→ **REQUIRED WORK**:
Keep each entry exactly as written when you repeat it, and skip the images.
===== SOURCE RECORDS =====
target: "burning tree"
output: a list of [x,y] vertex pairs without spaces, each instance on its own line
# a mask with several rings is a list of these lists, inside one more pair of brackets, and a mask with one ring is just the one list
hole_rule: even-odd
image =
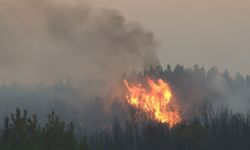
[[173,127],[181,122],[181,116],[173,104],[173,92],[169,84],[162,79],[156,82],[147,77],[145,84],[131,84],[124,80],[128,90],[127,102],[135,109],[146,113],[147,117]]

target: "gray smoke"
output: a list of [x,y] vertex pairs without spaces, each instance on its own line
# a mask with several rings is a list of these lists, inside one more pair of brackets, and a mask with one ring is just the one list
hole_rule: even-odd
[[[16,107],[42,118],[55,110],[79,128],[101,129],[111,122],[110,102],[120,93],[113,82],[123,73],[159,65],[156,46],[152,33],[115,10],[75,0],[1,0],[0,83],[8,85],[0,86],[0,118]],[[162,72],[180,90],[185,109],[207,101],[234,111],[249,108],[250,86],[243,86],[241,77],[229,85],[220,74],[209,80],[205,71],[196,71]]]
[[155,43],[150,32],[115,10],[76,1],[0,1],[2,82],[117,78],[157,65]]
[[40,119],[54,110],[88,131],[102,128],[119,93],[114,83],[158,65],[155,48],[152,33],[115,10],[75,0],[1,0],[0,83],[7,86],[0,86],[0,118],[16,107]]

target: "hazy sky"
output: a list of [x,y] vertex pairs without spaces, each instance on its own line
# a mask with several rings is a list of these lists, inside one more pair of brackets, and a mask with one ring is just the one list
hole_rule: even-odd
[[158,58],[250,74],[250,0],[0,0],[0,82],[113,79]]
[[164,65],[250,74],[250,0],[91,0],[155,33]]
[[142,25],[113,9],[68,2],[0,0],[0,83],[110,82],[159,65],[158,44]]

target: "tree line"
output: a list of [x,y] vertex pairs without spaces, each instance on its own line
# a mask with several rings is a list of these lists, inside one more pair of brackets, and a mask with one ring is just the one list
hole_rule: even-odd
[[[123,100],[115,100],[112,105],[112,119],[106,127],[92,134],[83,134],[79,132],[78,124],[73,117],[65,120],[62,117],[64,115],[51,112],[41,123],[38,115],[30,116],[27,110],[16,109],[14,113],[2,118],[4,123],[0,127],[0,149],[250,149],[250,113],[247,111],[250,102],[249,76],[244,77],[240,73],[232,76],[228,71],[219,72],[216,68],[206,71],[198,65],[193,68],[176,65],[174,69],[171,66],[167,66],[166,69],[160,66],[148,67],[142,72],[124,75],[122,79],[143,81],[146,77],[161,78],[170,83],[181,107],[185,110],[182,112],[182,122],[170,128],[167,124],[155,122],[147,117],[139,116],[143,119],[138,119],[139,110],[126,104],[124,107]],[[3,87],[1,89],[6,90]],[[56,89],[66,93],[65,91],[70,88],[68,84],[60,83]],[[74,94],[73,90],[70,90],[70,93]],[[97,108],[92,110],[92,114],[85,112],[92,117],[91,120],[100,117],[94,115],[93,111],[103,109],[102,101],[105,99],[98,98],[98,101],[92,104],[91,108]],[[239,105],[235,105],[238,103]],[[66,108],[63,103],[55,103],[55,106],[57,105]],[[79,112],[73,113],[77,115]],[[140,115],[143,116],[143,113]],[[73,122],[70,122],[70,118],[74,119]],[[88,124],[88,120],[81,121]]]
[[93,135],[76,134],[74,123],[65,123],[54,112],[41,126],[36,115],[19,109],[5,118],[1,128],[3,150],[248,150],[250,115],[227,108],[214,111],[204,105],[199,115],[170,128],[153,120],[123,123],[114,119],[111,127]]

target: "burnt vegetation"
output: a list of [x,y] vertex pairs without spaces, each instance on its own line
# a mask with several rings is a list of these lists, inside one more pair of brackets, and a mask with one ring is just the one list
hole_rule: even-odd
[[[101,131],[83,134],[75,121],[79,118],[64,118],[57,111],[47,112],[47,119],[39,121],[36,115],[16,109],[14,113],[2,118],[4,123],[0,129],[0,149],[249,150],[249,76],[243,77],[240,73],[231,76],[228,71],[221,73],[216,68],[205,71],[197,65],[192,69],[176,65],[174,69],[170,66],[166,69],[149,67],[141,73],[124,75],[124,78],[133,81],[143,80],[147,76],[161,78],[171,84],[183,110],[180,112],[182,122],[170,128],[148,119],[143,112],[137,112],[139,110],[124,104],[122,100],[115,100],[109,125]],[[72,90],[67,84],[57,86],[64,93]],[[100,106],[102,98],[97,99],[98,102],[92,103],[91,107],[97,105],[96,111],[100,111],[103,109]],[[243,103],[244,107],[234,108],[230,103]],[[57,110],[66,110],[67,106],[62,103],[60,107]],[[73,113],[77,116],[79,112]],[[87,123],[87,120],[82,119],[81,127],[84,128]]]

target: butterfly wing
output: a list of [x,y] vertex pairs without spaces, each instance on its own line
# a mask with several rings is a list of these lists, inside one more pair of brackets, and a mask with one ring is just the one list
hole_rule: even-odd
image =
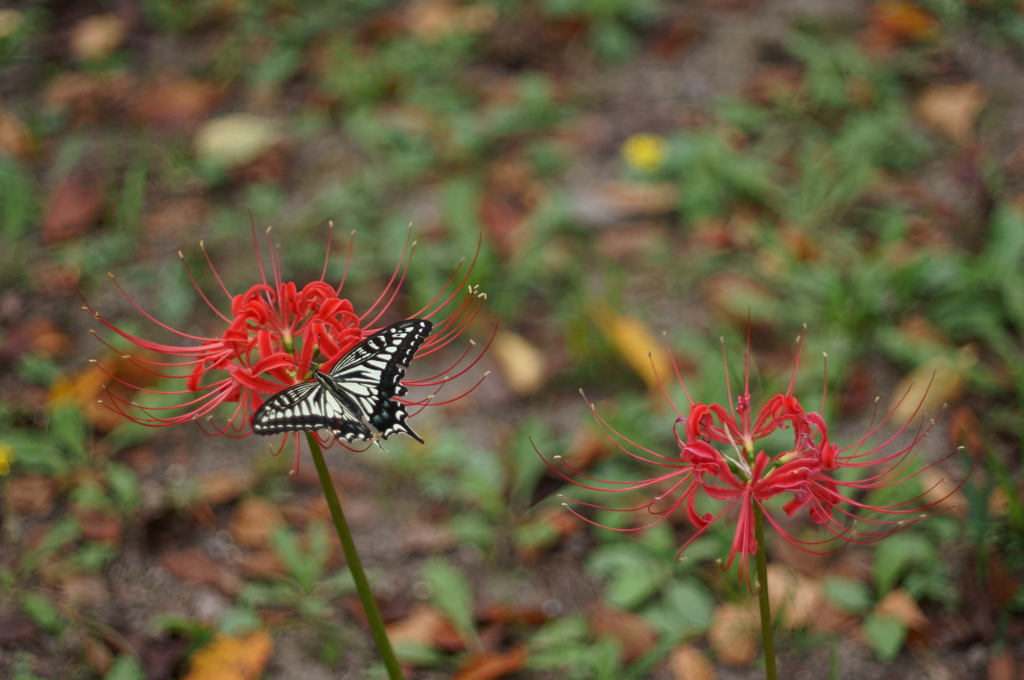
[[252,431],[256,434],[326,429],[344,431],[348,441],[373,436],[355,404],[338,399],[317,381],[281,390],[264,401],[252,416]]
[[371,335],[338,360],[330,373],[313,371],[315,381],[286,387],[252,416],[256,434],[330,430],[347,442],[383,439],[404,432],[422,443],[406,425],[402,378],[433,324],[409,319]]
[[[334,393],[338,402],[352,402],[366,416],[369,424],[387,439],[403,432],[416,441],[423,440],[406,425],[405,406],[393,397],[407,392],[402,378],[416,350],[430,334],[433,324],[426,319],[409,319],[388,326],[353,347],[328,374],[327,391]],[[359,424],[364,425],[362,419]],[[361,431],[347,427],[343,420],[331,431],[346,441],[368,439]]]

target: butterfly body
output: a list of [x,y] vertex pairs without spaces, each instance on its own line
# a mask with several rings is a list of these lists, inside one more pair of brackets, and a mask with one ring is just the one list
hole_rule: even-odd
[[406,368],[433,327],[426,319],[400,321],[349,350],[330,371],[272,395],[253,413],[252,430],[269,435],[330,430],[347,442],[387,439],[402,432],[423,440],[406,424]]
=====
→ **EXERCISE OUTPUT**:
target: "burning tree"
output: a list of [x,y] vertex pairs without spaces, each instance on its own line
# a mask with several rings is a list of these lists, inside one more pair of brackets, and a mask with one ring is just the one list
hole_rule: even-odd
image =
[[173,127],[181,122],[181,116],[173,104],[173,92],[169,84],[162,79],[156,82],[147,77],[145,84],[131,84],[124,80],[128,90],[127,102],[135,109],[146,113],[147,117]]

target: "gray smoke"
output: a list of [x,y] vertex pairs without spaces, each instance on its own line
# a mask with several rings is a list of these lists, inside one more pair of brackets, and a mask with one ring is just the one list
hole_rule: even-odd
[[[16,107],[42,118],[55,110],[79,128],[101,129],[111,122],[110,102],[120,93],[113,82],[123,73],[159,65],[156,46],[152,33],[115,10],[75,0],[1,0],[0,83],[8,85],[0,86],[0,118]],[[162,72],[180,90],[185,109],[207,101],[234,111],[249,108],[250,86],[243,86],[241,77],[229,85],[220,74],[209,80],[205,71],[196,71]]]
[[155,43],[150,32],[115,10],[76,1],[0,1],[2,82],[117,78],[157,65]]
[[40,119],[54,110],[88,131],[102,128],[119,93],[114,83],[158,65],[155,48],[152,33],[115,10],[75,0],[1,0],[0,83],[7,86],[0,86],[0,118],[16,107]]

target: "hazy sky"
output: a list of [x,y] vertex pairs without spaces, each instance on its own line
# a mask with several rings is a list of these lists, inside one more pair of brackets, and a mask with one ring is just the one list
hole_rule: even-odd
[[158,58],[250,74],[250,0],[0,0],[0,82],[113,79]]
[[164,65],[250,74],[250,0],[91,0],[155,33]]
[[142,25],[113,9],[68,2],[0,0],[0,83],[110,82],[159,65],[158,44]]

target: "tree line"
output: a list of [x,y] vertex pairs without spaces, each instance on its own line
# a mask with several rings is a list of these lists, inside one more pair of brackets, and a mask with one ring is just the one list
hole_rule: even-odd
[[[123,100],[115,100],[112,105],[112,119],[106,127],[92,134],[83,134],[79,132],[78,124],[73,117],[65,120],[62,117],[64,115],[51,112],[41,123],[38,115],[30,116],[27,110],[16,109],[14,113],[2,118],[4,123],[0,127],[0,149],[250,149],[250,113],[247,111],[250,102],[249,76],[244,77],[240,73],[232,76],[228,71],[219,72],[216,68],[206,71],[198,65],[193,68],[176,65],[174,69],[171,66],[167,66],[166,69],[160,66],[148,67],[142,72],[124,75],[122,79],[143,81],[146,77],[161,78],[170,83],[181,107],[185,110],[182,112],[182,122],[170,128],[167,124],[155,122],[147,117],[139,116],[143,119],[138,119],[139,110],[126,104],[124,107]],[[3,87],[1,89],[6,90]],[[56,89],[66,93],[65,91],[70,88],[68,84],[60,83]],[[74,94],[73,90],[70,90],[70,93]],[[97,108],[92,110],[92,114],[85,112],[92,117],[91,120],[100,117],[94,115],[93,111],[103,109],[102,101],[105,99],[98,98],[98,101],[92,104],[91,108]],[[239,105],[235,105],[238,103]],[[66,108],[63,103],[55,103],[55,106],[57,105]],[[79,112],[73,113],[77,115]],[[140,115],[143,116],[143,113]],[[73,122],[70,122],[70,118],[74,119]],[[88,124],[88,120],[81,121]]]
[[93,135],[76,134],[74,123],[65,123],[54,112],[41,126],[36,115],[19,109],[5,118],[1,128],[3,150],[248,150],[250,115],[227,108],[214,111],[204,105],[199,115],[170,128],[153,120],[123,123],[114,119],[111,127]]

target: "burnt vegetation"
output: a list of [x,y] vertex pairs without spaces, each instance on its own line
# a mask with several rings is a list of these lists, inside one more pair of brackets, and a mask with one ring is just the one list
hole_rule: even-odd
[[[101,131],[83,134],[75,121],[79,118],[64,118],[57,111],[47,112],[47,119],[39,121],[36,115],[16,109],[14,113],[2,118],[4,123],[0,129],[0,149],[249,150],[249,76],[243,77],[240,73],[231,76],[228,71],[221,73],[216,68],[205,71],[197,65],[192,69],[176,65],[174,69],[170,66],[166,69],[149,67],[141,73],[124,75],[124,78],[133,81],[143,80],[147,76],[161,78],[171,84],[183,110],[180,112],[182,122],[170,128],[148,119],[143,112],[137,112],[139,110],[124,104],[122,100],[115,100],[109,125]],[[72,90],[67,84],[57,86],[64,93]],[[100,106],[102,98],[97,99],[98,102],[92,103],[91,107],[97,105],[96,111],[100,111],[103,109]],[[243,103],[244,107],[234,108],[230,103]],[[57,110],[66,110],[67,106],[62,103],[60,107]],[[73,113],[77,116],[79,112]],[[87,123],[87,120],[82,119],[81,127],[84,128]]]

target: butterfly wing
output: a list of [x,y] vertex pairs without spaces, each instance on its own line
# a mask with several rings is a list of these lists, inside one more pair of brackets, and a mask with one ring is just the one list
hole_rule: even-odd
image =
[[252,431],[256,434],[326,429],[344,431],[348,441],[373,436],[355,404],[338,399],[317,381],[281,390],[264,401],[252,416]]
[[371,335],[338,360],[330,373],[313,371],[315,381],[286,387],[252,416],[256,434],[330,430],[347,442],[383,439],[404,432],[422,443],[406,425],[402,378],[433,324],[409,319]]
[[[334,393],[338,402],[352,402],[366,416],[369,424],[387,439],[403,432],[416,441],[423,440],[406,425],[405,406],[393,397],[407,392],[402,378],[416,350],[430,334],[433,324],[426,319],[409,319],[388,326],[353,347],[328,374],[327,391]],[[359,424],[364,425],[362,419]],[[361,431],[347,427],[343,420],[331,431],[346,441],[368,439]]]

target: butterfly body
output: a list of [x,y] vertex pairs without spaces, each instance on its own line
# a mask with several rings is a list of these lists, inside one more pair of brackets, and a mask with one ring is just the one list
hole_rule: even-odd
[[406,368],[433,327],[426,319],[400,321],[349,350],[330,371],[272,395],[253,413],[252,430],[269,435],[330,430],[347,442],[387,439],[402,432],[423,440],[406,424]]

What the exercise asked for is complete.